Advanced Writing: The Humanities

This is an advanced writing course. In some ways it may remind you of the introductory college freshmen writing course you took a few semesters ago. We will talk about how to write plainly and clearly, about the ways of constructing "arguments", about how to synthesize materials to compose a research paper, about punctuation, documentation--about, in short, everything we can think of having to do with writing essays; and we will read and discuss books and essays.

The course will, however, differ from the introductory course in that you will be asked to use these skills we review to write essays about three subject areas in the traditional humanities: visual art, drama, and literature. Our theme will be how an artist transmutes his or her personal experience into painting, prose fiction and non-fiction, and drama, and how a viewer or reader responds to works of art in ways that are rooted in subjective and private experience.

Required Texts (in the order we will read them):

Optional:

Required Films: (the first of which you will be asked to see on your own outside class):

Required Writing:

You are required to write three essays outside class (typed or printed with documentation), and three essays in class on the three kinds of prose narratives we will cover, and to give one short talk.

The First Essay (#1) Visualizing a Picture, Sculpture, or Building in Words for a Reader.

I will ask you to go to a local museum and find a painting or sculpture or building or series of photographs or posters and describe it. You can use previous experiences if you remember it sufficiently clearly (or better yet have goodphotographs of what you saw).

The idea is to to stretch your use of language to convey to the reader in clear exact words what you suggest that reader would see were he (or she) to be standing in front of your object. We will discuss how to construct a piece of prose so as to enable a reader to visualize something.

You can research the life or work of your artist or the kind of picture, sculpture, or building, or the "school" to which your choice belongs; if so, you should document your sources, all quotations, and paraphrases. We will review documentation before this essay is due. Length: 3-5 double-spaced typed pages.

The Second Essay (#2) Writing About Drama.

I will ask you to write an essay comparing the play of A Man for All Seasons with one of its film productions.

The idea here is to write about the differences between a verbal text and how a staged play works and the techniques of cinematography which include acting, moving pictures of real places, costumes, music. This will work most easily if you compare Bolt's play to Zinnemann's movie (which was based on a screenplay, an adaptation of the play by Bolt for the cinema): Zinnemann's production changes the play around considerably, adds and takes away scenes and characters. However, it can also work well with the Heston production which is very close to the original text, and attempts to present the movie as a staged play. You could ask yourself if it worked. Another option is to see _both_ films and compare them to the text. Length: 3-5 double-spaced typed pages. The thinking behind this exercise is to get you to talk about music and many of the arts that go into putting a text on the screen. Since so many people today take in "books" through the movies, to explore this aspect of the humanities today is particularly relevant.

*To be done*
1 – Please answer these questions about the course description:
(a) How many essays must be written outside class?
(b) What length is set for the first essay?
(c) Which film production is described as very close to the original text of the play?
2 – Write a continuation of the course description, starting right after its last sentence.
These records have no role in any of this.

[Coordinate annotation records]
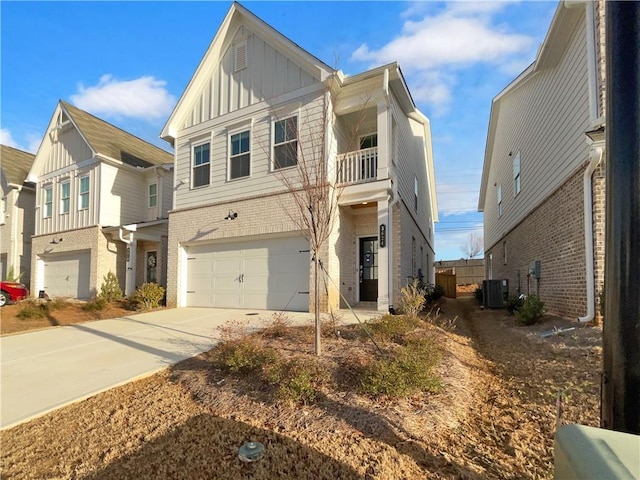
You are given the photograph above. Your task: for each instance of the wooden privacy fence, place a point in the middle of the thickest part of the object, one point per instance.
(448, 282)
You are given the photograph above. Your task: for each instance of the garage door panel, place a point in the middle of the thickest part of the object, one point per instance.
(261, 274)
(67, 275)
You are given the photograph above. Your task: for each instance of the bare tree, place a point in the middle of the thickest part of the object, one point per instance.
(473, 245)
(311, 184)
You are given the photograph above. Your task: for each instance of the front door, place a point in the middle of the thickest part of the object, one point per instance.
(369, 269)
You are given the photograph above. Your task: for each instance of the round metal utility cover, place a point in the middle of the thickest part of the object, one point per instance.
(251, 451)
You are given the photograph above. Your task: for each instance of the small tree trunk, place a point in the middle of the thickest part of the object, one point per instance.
(316, 299)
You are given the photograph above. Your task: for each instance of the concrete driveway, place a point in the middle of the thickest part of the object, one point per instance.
(47, 369)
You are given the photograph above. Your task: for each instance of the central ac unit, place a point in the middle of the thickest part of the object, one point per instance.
(495, 293)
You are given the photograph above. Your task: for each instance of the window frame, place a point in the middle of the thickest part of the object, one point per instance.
(152, 196)
(286, 141)
(65, 208)
(517, 182)
(231, 157)
(84, 195)
(194, 146)
(47, 201)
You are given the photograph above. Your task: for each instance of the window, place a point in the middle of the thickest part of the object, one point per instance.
(240, 55)
(48, 201)
(285, 143)
(65, 196)
(516, 174)
(369, 141)
(84, 193)
(153, 195)
(201, 164)
(239, 158)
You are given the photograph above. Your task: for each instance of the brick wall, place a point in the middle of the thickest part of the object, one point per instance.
(554, 234)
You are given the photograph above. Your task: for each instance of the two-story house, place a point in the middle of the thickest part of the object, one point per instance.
(543, 179)
(102, 202)
(17, 201)
(258, 113)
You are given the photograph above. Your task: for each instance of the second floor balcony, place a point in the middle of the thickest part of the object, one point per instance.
(359, 166)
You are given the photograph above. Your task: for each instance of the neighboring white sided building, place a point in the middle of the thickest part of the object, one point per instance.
(102, 202)
(233, 237)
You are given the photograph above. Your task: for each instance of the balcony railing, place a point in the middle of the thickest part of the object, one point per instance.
(357, 167)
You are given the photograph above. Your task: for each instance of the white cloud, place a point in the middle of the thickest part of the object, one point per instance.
(7, 139)
(33, 141)
(454, 200)
(437, 45)
(143, 97)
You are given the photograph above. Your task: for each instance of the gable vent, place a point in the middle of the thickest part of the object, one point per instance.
(240, 56)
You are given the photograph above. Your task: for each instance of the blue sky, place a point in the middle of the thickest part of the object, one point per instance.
(129, 62)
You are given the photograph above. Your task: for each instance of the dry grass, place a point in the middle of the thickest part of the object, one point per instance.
(63, 313)
(494, 418)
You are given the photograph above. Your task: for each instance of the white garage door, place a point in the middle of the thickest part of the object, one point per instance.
(268, 274)
(67, 275)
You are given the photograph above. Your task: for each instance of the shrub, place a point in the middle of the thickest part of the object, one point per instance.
(95, 305)
(31, 309)
(514, 303)
(407, 371)
(392, 327)
(277, 325)
(110, 289)
(413, 298)
(244, 355)
(433, 292)
(148, 295)
(301, 380)
(478, 294)
(531, 311)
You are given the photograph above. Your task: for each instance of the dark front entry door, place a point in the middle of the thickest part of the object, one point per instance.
(369, 269)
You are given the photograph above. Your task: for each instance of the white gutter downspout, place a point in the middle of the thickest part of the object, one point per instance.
(130, 277)
(595, 157)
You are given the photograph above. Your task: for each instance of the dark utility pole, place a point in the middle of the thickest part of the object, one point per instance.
(620, 401)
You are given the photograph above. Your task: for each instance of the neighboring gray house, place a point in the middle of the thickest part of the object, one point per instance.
(543, 182)
(102, 203)
(17, 201)
(257, 107)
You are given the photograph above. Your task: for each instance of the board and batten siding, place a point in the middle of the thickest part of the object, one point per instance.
(76, 218)
(262, 179)
(268, 74)
(544, 120)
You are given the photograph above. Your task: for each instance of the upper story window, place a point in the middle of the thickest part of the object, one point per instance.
(285, 143)
(239, 155)
(516, 173)
(83, 202)
(201, 165)
(48, 202)
(153, 195)
(65, 196)
(369, 141)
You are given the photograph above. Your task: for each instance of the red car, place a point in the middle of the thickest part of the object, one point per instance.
(12, 292)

*Task responses*
1 –
(a) Three.
(b) 3-5 double-spaced typed pages.
(c) The Heston production.

2 –
The Third Essay (#3) In Search of Lost Time.

This is our "term project." I will ask you early in the semester to find, read, and then write about a favorite book of your own choice from your early adolescence or teenage years (a list of such books to show you the kind of thing I mean is provided--see attachment). You are asked to try to remember what you were when you first read this book and the circumstances of your life; then to try to remember why you liked it; and then, when you read, be aware of how your present reading may differ from that first one. Write an essay on the two different selves reading this book. Our short talks will in fact be "little talking practices" of how to analyze a literary text using short stories; you are then expected to take what we have learned in class and apply it to your favorite book from later childhood. I do not rule out books from earlier childhood, but experience has shown me that a book which relies as much upon words as pictures leads to a more successful essay; it is also easier to remember our later childhood than our very early years. The earliest memories may be vivid, but they are fragmentary and unclear. The idea is to use memory and literary analysis. So Dr Seuss and the Madeleine books are good for this assignment, but very early childhood books, such as Maurice Sendak's Where the Wild Things Are will probably not provide you with the material you need to write.

The aim is to search into your memory and self, to enact a group of beliefs; to wit, that people primarily read literature for pleasure, that they take away from it what they bring to it, and that, its value to them is individual. I would like you to chose a book which meant or still means something to you. If you begin with a genuine interest, the labor of analysis and research and all the rest of it may (I hope) be felt as a labor of love and the process be valuable to you in ways beyond learning how to write about books. Length: 4-6 double-spaced typed pages.

The Annotated Bibliography:

As part of this third essay, you will be asked to hand in an annotated bibliography. An annotated bibliography provides short summaries and evaluations of the books and essays used in a research paper. The skill of synopsis will be reviewed. Models will be provided.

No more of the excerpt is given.